## Complete the following
A - In the Gurobi forum post, what range of values does the poster give for N?
B - Why does the author of the Gurobi forum post ask someone to help with the coding? Answer in one to three sentences using what the post says.
C - Carry on the Gurobi forum post from its final sentence.

## Supplied text
==========

MIQCO in R Gurobi

[Patrik Waldmann]

Dear Gurobi users,

I want to perform Mixed Integer Quadratic Constrained Optimization (maximization) of a relatively large problem in R Gurobi. My problem is as follows:

Max: x^t*c

with constraints:

x^t*Q*x <= k

x_i = {0,1}

where c is a vector of length N, k is a constant, Q a quadratic dense matrix of size N x N, and x is the vector of intergers to be optimized. Note that N is on the order of 3000 to 4000. Is this model possible to fit in R Gurobi? Could someone help with coding since I'm very new to Gurobi.

==========

## Supplied data

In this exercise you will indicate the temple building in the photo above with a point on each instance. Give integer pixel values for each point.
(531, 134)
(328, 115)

==========

## Exercise answers
A - N is on the order of 3000 to 4000.

B - The author asks for help with the coding because they are very new to Gurobi.

C -
Best,

Patrik Waldmann

Swedish University of Agricultural Sciences

[Sonja Mars]

Hi Patrik,

You might want to take a look at our R examples. You can find them in the Gurobi installation directory in the examples folder. Additionally, we have them on our website:
https://www.gurobi.com/documentation/6.5/examples/r_examples.html

For example, here you can find a simple MIP model:
https://www.gurobi.com/documentation/6.5/examples/mip_r.html
and here is a model with quadratic constraints:
https://www.gurobi.com/documentation/6.5/examples/qcp_r.html

Best regards,
Sonja


----
Dr. Sonja Mars
Gurobi Optimization - Technical Support

[Patrik Waldmann]

Hi,

I do understand that integer constraint is obtained with: model$vtype      <- 'B'

but the quadratic constraint example doesn't help very much.

Patrik

[Patrik Waldmann]

Here is a toy example that doesn't work:

> library(gurobi)
Loading required package: slam
> model<-list()
> model$modelsense <- "max"
> model$obj <- c(1,1,2)
> model$quadcon[[1]]$Qc <- matrix(c(1,2,3,2,1,0,1,0,1),nrow=3,ncol=3,byrow=T)
> model$quadcon[[1]]$rhs <- 1
> model$vtype  <- 'B'
> params  <- list(OutputFlag=0)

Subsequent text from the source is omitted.